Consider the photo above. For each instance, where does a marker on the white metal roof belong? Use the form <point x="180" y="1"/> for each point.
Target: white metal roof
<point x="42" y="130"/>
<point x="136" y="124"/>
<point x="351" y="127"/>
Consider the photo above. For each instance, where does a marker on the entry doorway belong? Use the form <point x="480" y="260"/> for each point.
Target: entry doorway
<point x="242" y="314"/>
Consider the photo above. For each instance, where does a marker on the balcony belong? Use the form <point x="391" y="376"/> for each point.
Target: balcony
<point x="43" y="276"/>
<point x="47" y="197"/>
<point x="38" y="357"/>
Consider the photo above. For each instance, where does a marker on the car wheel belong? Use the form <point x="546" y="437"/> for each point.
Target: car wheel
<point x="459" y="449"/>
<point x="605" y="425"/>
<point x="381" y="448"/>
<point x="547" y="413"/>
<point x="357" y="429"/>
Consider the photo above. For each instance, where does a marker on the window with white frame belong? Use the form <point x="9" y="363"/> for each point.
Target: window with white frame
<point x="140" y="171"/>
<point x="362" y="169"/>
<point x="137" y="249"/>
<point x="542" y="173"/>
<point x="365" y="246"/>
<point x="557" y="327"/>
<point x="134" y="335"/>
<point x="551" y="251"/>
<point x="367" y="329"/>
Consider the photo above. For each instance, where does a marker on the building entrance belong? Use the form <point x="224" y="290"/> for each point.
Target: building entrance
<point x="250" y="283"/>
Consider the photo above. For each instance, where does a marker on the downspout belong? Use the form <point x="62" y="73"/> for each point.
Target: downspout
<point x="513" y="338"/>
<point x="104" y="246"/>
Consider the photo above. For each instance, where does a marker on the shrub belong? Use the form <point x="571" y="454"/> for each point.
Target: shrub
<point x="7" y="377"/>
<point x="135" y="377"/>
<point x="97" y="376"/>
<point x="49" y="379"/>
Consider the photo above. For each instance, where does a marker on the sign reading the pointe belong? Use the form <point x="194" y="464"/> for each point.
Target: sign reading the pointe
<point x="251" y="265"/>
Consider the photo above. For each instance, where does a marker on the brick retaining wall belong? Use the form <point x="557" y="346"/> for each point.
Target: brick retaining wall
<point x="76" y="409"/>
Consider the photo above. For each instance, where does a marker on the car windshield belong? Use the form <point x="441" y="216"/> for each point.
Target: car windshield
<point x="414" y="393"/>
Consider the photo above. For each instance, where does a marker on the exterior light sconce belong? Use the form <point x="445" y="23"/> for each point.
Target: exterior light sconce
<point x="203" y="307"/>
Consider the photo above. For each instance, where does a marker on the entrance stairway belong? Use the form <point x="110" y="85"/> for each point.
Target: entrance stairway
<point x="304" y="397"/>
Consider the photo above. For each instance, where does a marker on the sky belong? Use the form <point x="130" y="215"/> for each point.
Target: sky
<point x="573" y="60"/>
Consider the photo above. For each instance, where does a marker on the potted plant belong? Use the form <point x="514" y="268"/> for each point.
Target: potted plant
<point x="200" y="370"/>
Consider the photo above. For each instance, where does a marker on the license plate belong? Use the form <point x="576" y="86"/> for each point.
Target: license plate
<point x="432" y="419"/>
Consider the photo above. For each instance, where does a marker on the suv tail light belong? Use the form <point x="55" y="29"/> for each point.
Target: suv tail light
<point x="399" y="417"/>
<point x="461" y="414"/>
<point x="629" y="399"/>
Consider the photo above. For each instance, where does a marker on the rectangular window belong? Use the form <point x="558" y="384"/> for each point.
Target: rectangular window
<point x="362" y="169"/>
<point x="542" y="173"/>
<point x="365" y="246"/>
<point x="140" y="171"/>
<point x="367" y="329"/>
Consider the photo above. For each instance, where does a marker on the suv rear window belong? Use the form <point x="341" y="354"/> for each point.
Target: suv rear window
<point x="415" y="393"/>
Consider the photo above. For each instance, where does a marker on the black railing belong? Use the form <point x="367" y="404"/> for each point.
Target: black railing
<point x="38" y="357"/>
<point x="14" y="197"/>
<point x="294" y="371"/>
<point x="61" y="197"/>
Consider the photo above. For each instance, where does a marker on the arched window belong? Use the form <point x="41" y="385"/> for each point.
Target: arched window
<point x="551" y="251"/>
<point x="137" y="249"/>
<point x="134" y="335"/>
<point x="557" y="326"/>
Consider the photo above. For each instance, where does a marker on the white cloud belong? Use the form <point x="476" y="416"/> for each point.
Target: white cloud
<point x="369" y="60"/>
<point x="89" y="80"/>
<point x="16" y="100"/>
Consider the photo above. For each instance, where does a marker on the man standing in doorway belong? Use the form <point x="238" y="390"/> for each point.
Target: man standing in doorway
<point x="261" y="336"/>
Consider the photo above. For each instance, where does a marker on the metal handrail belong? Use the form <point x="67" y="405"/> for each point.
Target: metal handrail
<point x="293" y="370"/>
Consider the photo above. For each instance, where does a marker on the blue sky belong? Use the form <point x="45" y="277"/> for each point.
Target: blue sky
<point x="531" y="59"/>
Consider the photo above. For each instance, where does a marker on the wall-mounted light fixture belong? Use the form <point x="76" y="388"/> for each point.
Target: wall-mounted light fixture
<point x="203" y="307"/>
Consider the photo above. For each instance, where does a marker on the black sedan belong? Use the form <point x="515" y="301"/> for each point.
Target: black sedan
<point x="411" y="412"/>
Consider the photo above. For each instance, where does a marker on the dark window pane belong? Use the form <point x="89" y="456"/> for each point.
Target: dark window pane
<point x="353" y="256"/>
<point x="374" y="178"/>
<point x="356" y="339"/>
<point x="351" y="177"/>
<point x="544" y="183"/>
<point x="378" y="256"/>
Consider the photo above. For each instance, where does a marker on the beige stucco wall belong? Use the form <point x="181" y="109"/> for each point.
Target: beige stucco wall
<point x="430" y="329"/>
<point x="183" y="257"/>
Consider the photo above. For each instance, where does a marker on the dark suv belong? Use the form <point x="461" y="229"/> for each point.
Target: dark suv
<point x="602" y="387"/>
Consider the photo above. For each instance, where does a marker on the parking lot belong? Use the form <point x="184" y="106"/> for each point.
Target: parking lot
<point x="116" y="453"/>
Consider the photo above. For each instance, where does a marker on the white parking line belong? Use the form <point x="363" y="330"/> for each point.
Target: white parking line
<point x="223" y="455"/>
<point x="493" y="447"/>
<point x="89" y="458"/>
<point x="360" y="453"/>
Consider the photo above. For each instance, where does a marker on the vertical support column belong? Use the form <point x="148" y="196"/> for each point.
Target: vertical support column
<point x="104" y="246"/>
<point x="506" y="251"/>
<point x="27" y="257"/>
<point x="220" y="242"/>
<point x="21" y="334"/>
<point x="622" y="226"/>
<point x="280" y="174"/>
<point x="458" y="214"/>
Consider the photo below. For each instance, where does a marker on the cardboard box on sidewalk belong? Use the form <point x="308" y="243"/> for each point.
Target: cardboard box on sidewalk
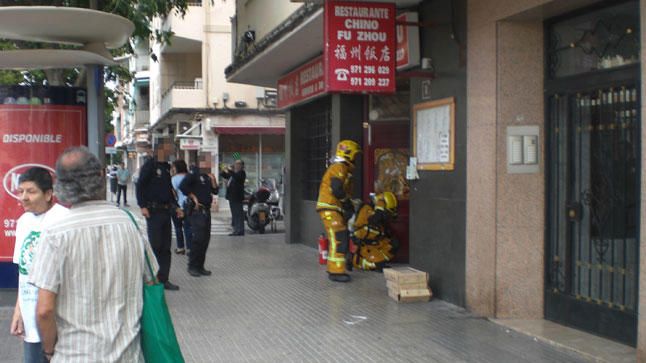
<point x="406" y="284"/>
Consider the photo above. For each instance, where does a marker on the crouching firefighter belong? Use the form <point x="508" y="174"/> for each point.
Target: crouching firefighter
<point x="370" y="233"/>
<point x="335" y="208"/>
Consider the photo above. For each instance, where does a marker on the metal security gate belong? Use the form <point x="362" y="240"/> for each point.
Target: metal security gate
<point x="594" y="211"/>
<point x="593" y="132"/>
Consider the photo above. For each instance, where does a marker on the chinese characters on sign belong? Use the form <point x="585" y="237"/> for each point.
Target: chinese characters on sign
<point x="302" y="84"/>
<point x="360" y="47"/>
<point x="407" y="41"/>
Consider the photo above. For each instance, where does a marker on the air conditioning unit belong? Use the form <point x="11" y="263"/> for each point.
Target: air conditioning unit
<point x="271" y="98"/>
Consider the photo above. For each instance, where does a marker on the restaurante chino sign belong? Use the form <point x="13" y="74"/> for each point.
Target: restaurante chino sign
<point x="358" y="54"/>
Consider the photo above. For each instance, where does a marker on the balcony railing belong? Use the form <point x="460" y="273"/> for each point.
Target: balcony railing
<point x="183" y="95"/>
<point x="142" y="117"/>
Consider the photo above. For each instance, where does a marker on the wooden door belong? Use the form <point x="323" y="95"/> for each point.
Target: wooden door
<point x="386" y="153"/>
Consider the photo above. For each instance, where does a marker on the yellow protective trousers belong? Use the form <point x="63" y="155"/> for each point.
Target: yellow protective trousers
<point x="371" y="256"/>
<point x="337" y="233"/>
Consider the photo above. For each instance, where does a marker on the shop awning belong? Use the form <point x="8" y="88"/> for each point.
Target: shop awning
<point x="224" y="130"/>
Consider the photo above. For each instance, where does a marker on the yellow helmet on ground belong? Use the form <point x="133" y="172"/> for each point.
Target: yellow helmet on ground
<point x="387" y="201"/>
<point x="348" y="150"/>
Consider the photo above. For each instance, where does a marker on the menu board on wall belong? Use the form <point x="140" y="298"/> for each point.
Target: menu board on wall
<point x="434" y="130"/>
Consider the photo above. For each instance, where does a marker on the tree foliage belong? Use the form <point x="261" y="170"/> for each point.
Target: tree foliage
<point x="140" y="12"/>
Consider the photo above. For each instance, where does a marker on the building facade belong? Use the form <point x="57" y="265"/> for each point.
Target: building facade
<point x="195" y="114"/>
<point x="538" y="215"/>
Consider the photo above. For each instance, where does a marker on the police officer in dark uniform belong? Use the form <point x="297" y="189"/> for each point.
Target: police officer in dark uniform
<point x="199" y="189"/>
<point x="156" y="198"/>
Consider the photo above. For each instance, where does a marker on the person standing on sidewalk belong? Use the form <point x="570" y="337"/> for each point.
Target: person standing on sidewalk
<point x="334" y="207"/>
<point x="157" y="201"/>
<point x="182" y="225"/>
<point x="199" y="188"/>
<point x="35" y="189"/>
<point x="236" y="176"/>
<point x="89" y="268"/>
<point x="112" y="178"/>
<point x="123" y="177"/>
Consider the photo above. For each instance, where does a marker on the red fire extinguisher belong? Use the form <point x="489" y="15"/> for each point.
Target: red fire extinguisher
<point x="323" y="246"/>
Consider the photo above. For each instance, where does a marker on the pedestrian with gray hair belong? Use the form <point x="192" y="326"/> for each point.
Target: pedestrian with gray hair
<point x="90" y="271"/>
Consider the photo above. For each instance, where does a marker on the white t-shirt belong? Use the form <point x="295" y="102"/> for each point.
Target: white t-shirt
<point x="28" y="230"/>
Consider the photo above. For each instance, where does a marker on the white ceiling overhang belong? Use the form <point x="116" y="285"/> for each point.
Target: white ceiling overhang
<point x="94" y="31"/>
<point x="50" y="58"/>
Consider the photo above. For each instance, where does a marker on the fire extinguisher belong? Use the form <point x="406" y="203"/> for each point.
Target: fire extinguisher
<point x="323" y="246"/>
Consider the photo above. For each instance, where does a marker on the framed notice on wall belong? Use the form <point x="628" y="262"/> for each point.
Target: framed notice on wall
<point x="434" y="134"/>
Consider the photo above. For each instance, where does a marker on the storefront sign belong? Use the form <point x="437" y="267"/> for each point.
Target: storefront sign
<point x="189" y="144"/>
<point x="360" y="47"/>
<point x="407" y="42"/>
<point x="302" y="84"/>
<point x="31" y="136"/>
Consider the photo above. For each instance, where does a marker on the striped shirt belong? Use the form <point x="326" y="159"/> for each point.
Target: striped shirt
<point x="93" y="259"/>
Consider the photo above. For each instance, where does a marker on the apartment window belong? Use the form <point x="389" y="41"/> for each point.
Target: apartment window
<point x="315" y="118"/>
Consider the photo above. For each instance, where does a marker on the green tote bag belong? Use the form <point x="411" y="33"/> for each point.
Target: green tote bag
<point x="158" y="340"/>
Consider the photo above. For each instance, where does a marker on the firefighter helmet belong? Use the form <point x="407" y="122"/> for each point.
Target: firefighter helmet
<point x="348" y="150"/>
<point x="387" y="201"/>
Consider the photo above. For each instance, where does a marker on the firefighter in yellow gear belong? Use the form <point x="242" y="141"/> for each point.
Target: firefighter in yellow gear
<point x="369" y="232"/>
<point x="334" y="207"/>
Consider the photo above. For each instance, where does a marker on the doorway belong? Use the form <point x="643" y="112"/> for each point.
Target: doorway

= = = = =

• _AIM_
Everything from the line containing "on the apartment" through the final line of the listing, inclusive, must be reproduced exactly; leave out the rest.

• _SOLUTION FOR THIS TASK_
Consider the photo above. For each instance, where does a marker on the apartment window belong? Use the form <point x="389" y="41"/> for each point.
Target: apartment window
<point x="315" y="118"/>
Consider the photo above. For each instance, where does a marker on the green tote bag belong? Use the form <point x="411" y="33"/> for each point.
Target: green tote bag
<point x="158" y="340"/>
Consider the photo above. For each instance, where does a marker on the firefighter helmet belong? Use the form <point x="407" y="122"/> for each point.
Target: firefighter helmet
<point x="348" y="150"/>
<point x="387" y="201"/>
Consider the photo above. For each instance, where does a marker on the firefighter in yellow gear belong? Use the form <point x="242" y="141"/> for each point.
Target: firefighter in yellow gear
<point x="369" y="232"/>
<point x="334" y="207"/>
Consider the photo above. For each instance, where does a marker on the doorway belong? Use the form <point x="643" y="112"/> for each point.
Target: doorway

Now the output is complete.